** START OF Data to process **

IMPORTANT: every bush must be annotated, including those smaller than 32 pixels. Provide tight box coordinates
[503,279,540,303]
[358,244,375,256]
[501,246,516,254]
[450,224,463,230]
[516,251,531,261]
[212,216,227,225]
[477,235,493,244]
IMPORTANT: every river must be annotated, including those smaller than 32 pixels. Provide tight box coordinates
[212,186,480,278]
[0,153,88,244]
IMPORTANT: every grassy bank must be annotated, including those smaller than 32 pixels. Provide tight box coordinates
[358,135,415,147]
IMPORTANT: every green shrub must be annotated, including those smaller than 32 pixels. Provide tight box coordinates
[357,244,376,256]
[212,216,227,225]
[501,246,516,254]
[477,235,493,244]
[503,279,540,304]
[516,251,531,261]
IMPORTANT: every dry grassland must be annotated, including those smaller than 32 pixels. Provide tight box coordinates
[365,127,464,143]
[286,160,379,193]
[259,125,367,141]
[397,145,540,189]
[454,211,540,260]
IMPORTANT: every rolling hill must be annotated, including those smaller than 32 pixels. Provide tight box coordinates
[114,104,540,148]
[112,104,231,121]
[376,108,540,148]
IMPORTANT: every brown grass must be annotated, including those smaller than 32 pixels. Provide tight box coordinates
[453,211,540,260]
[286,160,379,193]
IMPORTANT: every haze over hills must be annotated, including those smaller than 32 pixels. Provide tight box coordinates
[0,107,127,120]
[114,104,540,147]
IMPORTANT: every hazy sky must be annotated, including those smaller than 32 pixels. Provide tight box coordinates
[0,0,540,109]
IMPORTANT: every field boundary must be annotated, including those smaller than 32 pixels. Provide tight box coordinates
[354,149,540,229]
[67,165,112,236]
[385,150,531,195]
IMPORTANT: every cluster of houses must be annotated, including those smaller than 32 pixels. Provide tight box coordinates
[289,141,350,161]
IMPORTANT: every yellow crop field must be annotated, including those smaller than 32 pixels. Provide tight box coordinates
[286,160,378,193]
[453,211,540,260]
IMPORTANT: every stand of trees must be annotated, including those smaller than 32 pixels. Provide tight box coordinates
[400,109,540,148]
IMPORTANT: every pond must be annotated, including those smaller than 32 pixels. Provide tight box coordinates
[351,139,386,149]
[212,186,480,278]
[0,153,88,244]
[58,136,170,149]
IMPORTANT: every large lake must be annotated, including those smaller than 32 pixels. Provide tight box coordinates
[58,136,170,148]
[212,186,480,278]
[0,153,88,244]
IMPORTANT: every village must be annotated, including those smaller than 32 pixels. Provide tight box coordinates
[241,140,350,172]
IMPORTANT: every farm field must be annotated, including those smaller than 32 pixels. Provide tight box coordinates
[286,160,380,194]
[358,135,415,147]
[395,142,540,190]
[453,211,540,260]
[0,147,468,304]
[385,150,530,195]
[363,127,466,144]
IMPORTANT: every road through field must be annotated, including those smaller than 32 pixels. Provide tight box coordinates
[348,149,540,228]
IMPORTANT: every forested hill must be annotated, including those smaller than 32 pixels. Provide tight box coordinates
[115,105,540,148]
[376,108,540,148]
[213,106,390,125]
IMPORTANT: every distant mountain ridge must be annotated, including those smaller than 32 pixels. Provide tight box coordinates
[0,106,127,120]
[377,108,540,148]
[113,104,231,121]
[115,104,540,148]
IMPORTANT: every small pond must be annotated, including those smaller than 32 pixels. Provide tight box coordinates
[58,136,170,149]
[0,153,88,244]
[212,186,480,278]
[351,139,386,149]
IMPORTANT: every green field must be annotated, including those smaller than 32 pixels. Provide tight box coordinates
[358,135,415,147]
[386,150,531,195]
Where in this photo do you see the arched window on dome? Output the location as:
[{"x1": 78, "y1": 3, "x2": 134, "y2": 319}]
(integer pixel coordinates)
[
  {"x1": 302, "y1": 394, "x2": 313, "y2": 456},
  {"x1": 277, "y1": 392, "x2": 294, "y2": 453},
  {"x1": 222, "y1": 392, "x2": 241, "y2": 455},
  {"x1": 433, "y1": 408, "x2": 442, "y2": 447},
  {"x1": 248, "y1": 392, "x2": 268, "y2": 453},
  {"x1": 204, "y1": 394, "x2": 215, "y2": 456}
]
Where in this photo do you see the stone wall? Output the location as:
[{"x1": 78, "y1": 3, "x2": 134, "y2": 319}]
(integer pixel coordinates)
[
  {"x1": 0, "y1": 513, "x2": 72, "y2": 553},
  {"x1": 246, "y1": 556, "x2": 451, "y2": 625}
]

** END OF Data to process **

→ What to work on: Copy out every line of the entries above that contains the word "Output". Treat uppercase and lowercase letters as different.

→ Answer:
Where in this photo do you see the arched window on dome? Output the location as:
Where in this photo do you see the stone wall? Output the location as:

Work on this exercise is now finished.